EXTRAIT DE PAGE:
....................

La Seconde Surprise de l’amour

La Seconde Surprise de l’amour - Critique sortie Théâtre
Photo :(Pascal Victor) La Marquise (Clotide Hesme) et le Chevalier (Micha Lescot), réunis par la passion littéraire.

Publié le 10 novembre 2008

Luc Bondy fait de La Seconde Surprise de l’amour un Marivaux raffiné et ludique qui n’en veut jamais finir avec l’évocation des emportements du cœur, de ses joies comme de ses cruautés.

Peu après La Surprise de l’amour, Marivaux revisite le ravissement amoureux en donnant La Seconde Surprise de l’amour (1727). La première, avec Arlequin et Colombine, est écrite pour les acteurs allègres de la Comédie-Italienne tandis que la seconde obéit, dit-on, au jeu apprêté du Théâtre-Français, garant de la reconnaissance. Toutefois, La Seconde Surprise est l’occasion d’une promenade sinueuse, à la fois vive et alanguie, sur la Carte mondaine du Tendre avec ses préoccupations sentimentales et libertines. La pièce annonce l’approfondissement des Fausses Confidences dix ans plus tard. Sur les rives balnéaires de deux cabines de plage, Luc Bondy fait de La Seconde Surprise une comédie d’amour qui surfe sur l’analyse psychologique des âmes fragilisées par le doute et guettées par l’aliénation. La Marquise et le Chevalier, inconsolables pour avoir perdu leur amour, s’unissent dans la douleur en se jurant amitié, sentiment d’affection fondé ni sur la parenté ni sur l’attrait sexuel. Cette camaraderie affichée devient bientôt disposition favorable du cœur d’un être pour un autre qu’il reconnaît et qui le reconnaît. L’amitié se dilue en passion instinctive, assujettie au désir tyrannique. La Marquise loue le Chevalier : « Vous êtes le seul qui rendra justice à mes pleurs. Vous me ressemblez, vous êtes né sensible, je le vois bien. »

....................

DONNÉES FOURNIES:
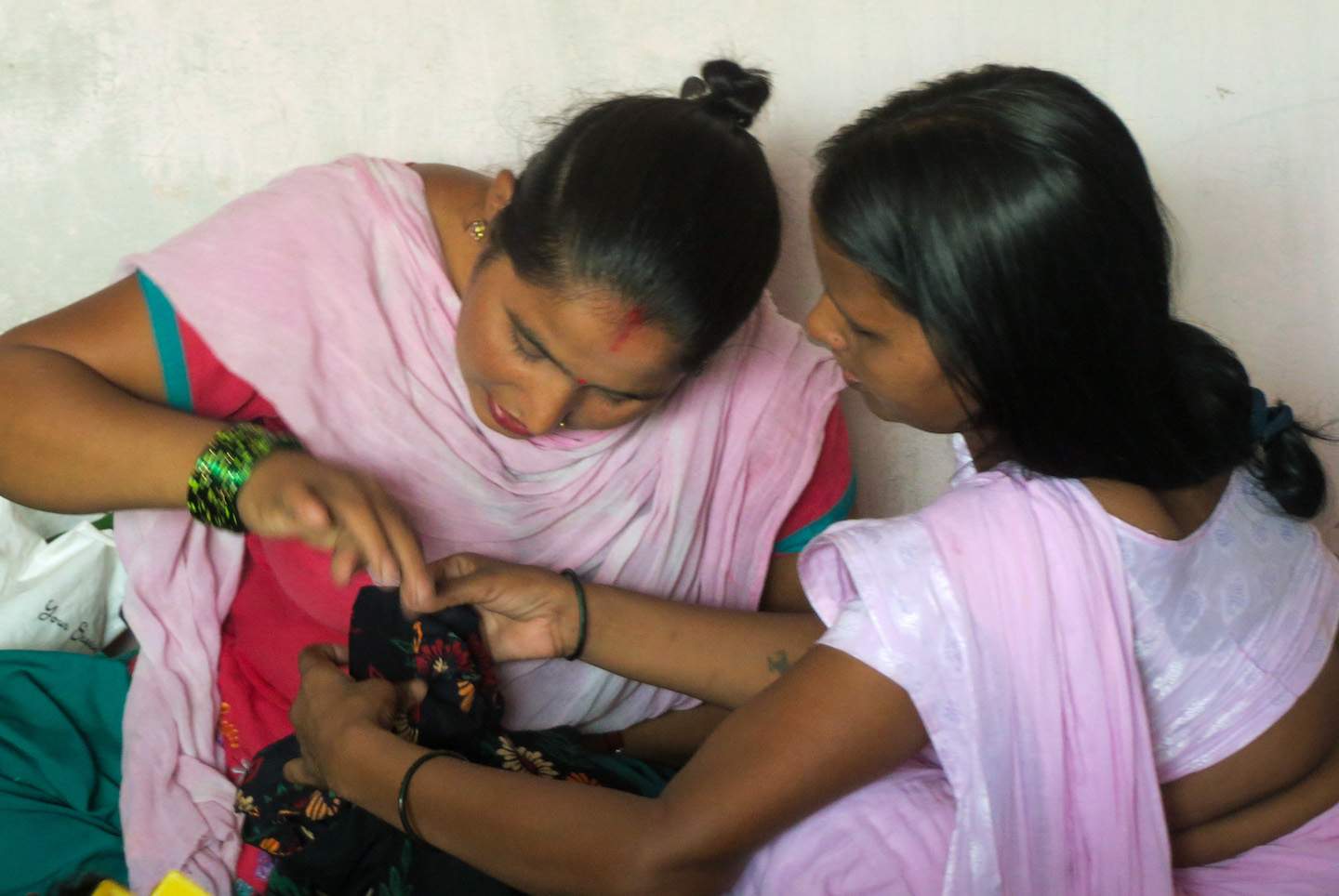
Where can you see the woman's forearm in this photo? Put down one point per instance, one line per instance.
(73, 442)
(537, 835)
(722, 656)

....................

Répondez aux questions suivantes sur la critique de La Seconde Surprise de l’amour, en numérotant vos réponses de la même manière.
1. En quelle année Marivaux a-t-il donné La Seconde Surprise de l’amour ?
2. Pour quels acteurs La Surprise de l’amour a-t-elle été écrite ?
3. Quelle pièce La Seconde Surprise de l’amour annonce-t-elle dix ans plus tard ?

1. En 1727.
2. Pour les acteurs allègres de la Comédie-Italienne.
3. Les Fausses Confidences.